**OBJECTIVE:**
Only those lines running from the line that contains "of the overcast" through the end of the material are to be written out, each exactly as shown.

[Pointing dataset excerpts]

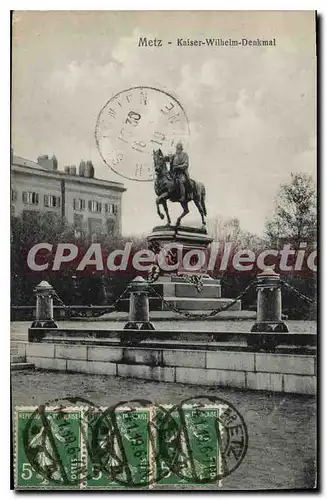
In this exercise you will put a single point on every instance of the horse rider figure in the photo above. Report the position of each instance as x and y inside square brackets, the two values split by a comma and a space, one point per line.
[179, 170]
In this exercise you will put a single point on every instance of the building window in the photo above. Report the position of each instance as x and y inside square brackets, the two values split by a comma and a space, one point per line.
[79, 204]
[30, 198]
[111, 208]
[95, 206]
[13, 195]
[111, 226]
[51, 201]
[95, 226]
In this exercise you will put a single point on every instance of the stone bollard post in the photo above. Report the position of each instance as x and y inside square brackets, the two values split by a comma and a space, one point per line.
[44, 306]
[139, 316]
[269, 303]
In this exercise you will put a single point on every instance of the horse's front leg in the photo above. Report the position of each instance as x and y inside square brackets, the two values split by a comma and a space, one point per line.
[164, 204]
[185, 212]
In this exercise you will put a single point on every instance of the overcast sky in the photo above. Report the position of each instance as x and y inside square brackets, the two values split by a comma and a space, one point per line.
[252, 110]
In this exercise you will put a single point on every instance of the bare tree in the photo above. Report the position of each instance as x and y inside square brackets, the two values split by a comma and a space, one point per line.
[295, 218]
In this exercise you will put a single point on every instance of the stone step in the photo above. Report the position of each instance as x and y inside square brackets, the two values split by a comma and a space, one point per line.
[15, 358]
[22, 366]
[194, 304]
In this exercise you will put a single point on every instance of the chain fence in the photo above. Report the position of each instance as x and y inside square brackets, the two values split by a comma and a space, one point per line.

**TASK SOLUTION:**
In this exercise you will put a single point on every instance of the overcast sky in the photo above. Report the position of each instance as x and y inside square brackets, the two values split by a comma and a space, one point per line.
[252, 110]
In this exercise you will put a single point on every instance of the bare tree in the photo above. Report the position of each instance as x and y inside square brackets, the two values split by a comma and a space, one point per line.
[295, 218]
In this exercise you will put a single point on every instance of the stone step in the photo above. Report the position of each instance as x and y inside square brackets, the two values split by a comma and a space, one point per line.
[15, 358]
[22, 366]
[194, 304]
In this exercise you will put a single point on every instance of the chain fence in the photo above. Report the position of each instance as x and y inside square brackets, the two values split by a comma and a space, one point per line.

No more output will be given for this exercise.